Excerpts of pointing data:
────
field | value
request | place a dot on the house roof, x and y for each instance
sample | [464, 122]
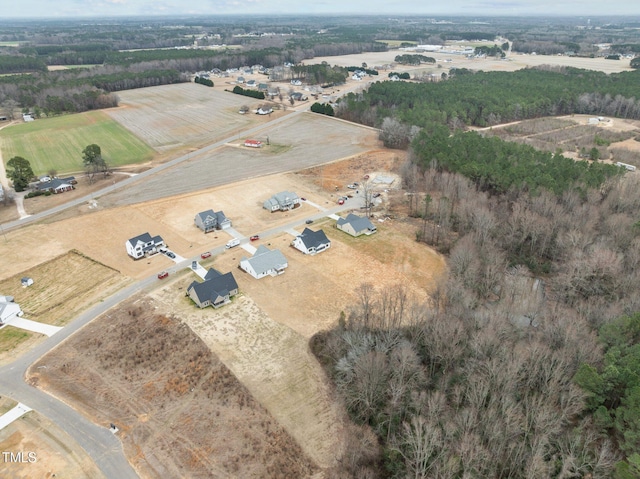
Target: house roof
[215, 284]
[143, 238]
[313, 239]
[264, 260]
[358, 223]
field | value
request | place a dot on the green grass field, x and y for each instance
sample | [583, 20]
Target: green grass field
[57, 143]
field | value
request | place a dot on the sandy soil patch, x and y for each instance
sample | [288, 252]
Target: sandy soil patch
[55, 453]
[180, 411]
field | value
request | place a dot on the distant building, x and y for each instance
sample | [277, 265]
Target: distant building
[283, 201]
[144, 245]
[210, 220]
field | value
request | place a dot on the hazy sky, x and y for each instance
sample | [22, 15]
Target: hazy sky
────
Rewrite every line of the material above, requests included, and shift each coordinate in the answer points up by 146 while leaving the request and sample values unchanged. Omit the pictures from your answer.

field | value
request | place a dot on the house roof, x and y for each instance
sample | [464, 122]
Target: house roof
[361, 430]
[289, 384]
[459, 385]
[410, 406]
[504, 369]
field | value
request | place a dot on the green grass field, x and y for each instance
sample | [583, 20]
Target: green grass field
[203, 289]
field | value
request | place a dot on the sandy soil patch, x and y for each instance
sample | [288, 252]
Target: sandy soil patch
[201, 599]
[326, 557]
field | value
request | place a dot on the distant building, x and y for each instance
sample | [277, 265]
Target: distant building
[429, 347]
[290, 391]
[356, 366]
field | value
request | place a dot on the hazy sky, x and y for each instance
sample | [22, 15]
Target: hazy sky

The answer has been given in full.